**Work instructions:**
In the listing below, copy the stretch from the line containing "In this exercise you will mark every instance of the saluting" through the line containing "Target: saluting hand", replacing "largest" with "biggest" and leaving everything else unchanged.

**Records:**
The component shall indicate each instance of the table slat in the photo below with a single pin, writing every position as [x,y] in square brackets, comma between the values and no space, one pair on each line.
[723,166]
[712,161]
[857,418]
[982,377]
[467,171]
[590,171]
---
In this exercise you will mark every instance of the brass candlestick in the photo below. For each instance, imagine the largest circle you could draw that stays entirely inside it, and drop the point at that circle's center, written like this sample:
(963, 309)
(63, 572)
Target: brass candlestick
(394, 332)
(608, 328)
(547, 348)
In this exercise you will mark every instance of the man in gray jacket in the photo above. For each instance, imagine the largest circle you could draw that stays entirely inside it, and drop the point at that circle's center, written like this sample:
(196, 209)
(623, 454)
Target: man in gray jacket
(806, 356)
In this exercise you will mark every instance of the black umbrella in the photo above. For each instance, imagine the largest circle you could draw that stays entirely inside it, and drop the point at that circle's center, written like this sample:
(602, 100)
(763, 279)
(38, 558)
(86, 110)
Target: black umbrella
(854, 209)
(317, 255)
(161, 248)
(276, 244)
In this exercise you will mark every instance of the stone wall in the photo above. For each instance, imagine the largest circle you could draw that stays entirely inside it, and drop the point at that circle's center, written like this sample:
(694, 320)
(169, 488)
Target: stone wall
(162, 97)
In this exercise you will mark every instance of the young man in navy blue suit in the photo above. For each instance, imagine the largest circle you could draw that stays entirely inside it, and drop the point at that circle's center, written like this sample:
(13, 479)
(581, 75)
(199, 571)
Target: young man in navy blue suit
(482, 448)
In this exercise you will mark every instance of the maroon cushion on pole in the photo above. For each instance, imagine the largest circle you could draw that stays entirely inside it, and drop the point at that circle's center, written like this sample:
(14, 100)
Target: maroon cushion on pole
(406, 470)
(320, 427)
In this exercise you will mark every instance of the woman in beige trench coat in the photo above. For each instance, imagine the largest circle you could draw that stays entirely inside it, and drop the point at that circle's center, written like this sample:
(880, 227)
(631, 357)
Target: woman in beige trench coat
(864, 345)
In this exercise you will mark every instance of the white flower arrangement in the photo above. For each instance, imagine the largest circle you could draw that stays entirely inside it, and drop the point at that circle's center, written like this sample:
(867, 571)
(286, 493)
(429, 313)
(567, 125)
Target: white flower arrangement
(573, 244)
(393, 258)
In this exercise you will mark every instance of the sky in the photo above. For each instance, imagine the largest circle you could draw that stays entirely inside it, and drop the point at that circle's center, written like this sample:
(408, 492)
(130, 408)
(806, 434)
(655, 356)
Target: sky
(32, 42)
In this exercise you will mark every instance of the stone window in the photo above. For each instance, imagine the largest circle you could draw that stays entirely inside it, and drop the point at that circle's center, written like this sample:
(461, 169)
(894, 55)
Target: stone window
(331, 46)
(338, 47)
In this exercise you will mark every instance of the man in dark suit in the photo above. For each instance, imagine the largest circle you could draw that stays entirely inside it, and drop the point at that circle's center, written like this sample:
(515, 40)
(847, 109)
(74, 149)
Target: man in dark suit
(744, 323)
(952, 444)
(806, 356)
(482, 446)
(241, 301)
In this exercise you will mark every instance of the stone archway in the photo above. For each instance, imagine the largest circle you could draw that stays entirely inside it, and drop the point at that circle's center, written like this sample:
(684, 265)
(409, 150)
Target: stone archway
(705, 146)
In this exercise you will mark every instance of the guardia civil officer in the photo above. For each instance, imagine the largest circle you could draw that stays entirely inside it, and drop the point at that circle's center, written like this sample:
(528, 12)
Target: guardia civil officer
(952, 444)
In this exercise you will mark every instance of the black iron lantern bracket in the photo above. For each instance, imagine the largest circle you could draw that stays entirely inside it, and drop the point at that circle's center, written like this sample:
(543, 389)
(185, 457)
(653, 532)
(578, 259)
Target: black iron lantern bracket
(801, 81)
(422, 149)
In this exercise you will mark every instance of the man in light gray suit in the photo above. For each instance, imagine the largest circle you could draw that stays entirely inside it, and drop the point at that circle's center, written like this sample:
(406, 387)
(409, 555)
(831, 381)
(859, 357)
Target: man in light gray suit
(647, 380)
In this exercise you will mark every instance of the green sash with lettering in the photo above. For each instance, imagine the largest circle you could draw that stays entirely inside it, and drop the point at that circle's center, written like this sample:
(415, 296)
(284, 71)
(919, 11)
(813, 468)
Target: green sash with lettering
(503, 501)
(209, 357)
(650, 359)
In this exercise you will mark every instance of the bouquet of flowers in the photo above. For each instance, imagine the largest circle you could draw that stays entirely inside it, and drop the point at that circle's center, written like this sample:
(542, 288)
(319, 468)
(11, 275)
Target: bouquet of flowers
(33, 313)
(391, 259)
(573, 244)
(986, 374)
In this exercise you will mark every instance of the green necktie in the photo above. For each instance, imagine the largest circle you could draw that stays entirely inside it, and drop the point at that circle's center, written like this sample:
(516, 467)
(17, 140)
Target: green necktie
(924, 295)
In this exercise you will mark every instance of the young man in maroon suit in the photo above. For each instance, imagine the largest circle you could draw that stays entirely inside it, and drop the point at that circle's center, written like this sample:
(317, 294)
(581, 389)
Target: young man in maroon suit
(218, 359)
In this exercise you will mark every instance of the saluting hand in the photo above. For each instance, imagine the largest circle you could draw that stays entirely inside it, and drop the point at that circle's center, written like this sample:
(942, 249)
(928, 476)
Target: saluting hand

**Result of the exercise:**
In this exercise you will mark every instance of the saluting hand in the photo above. For each instance, imagine the biggest circle you could draw that stays entirely inside it, and drop the point at that circle's center, written like this sample:
(942, 249)
(928, 476)
Target: saluting hand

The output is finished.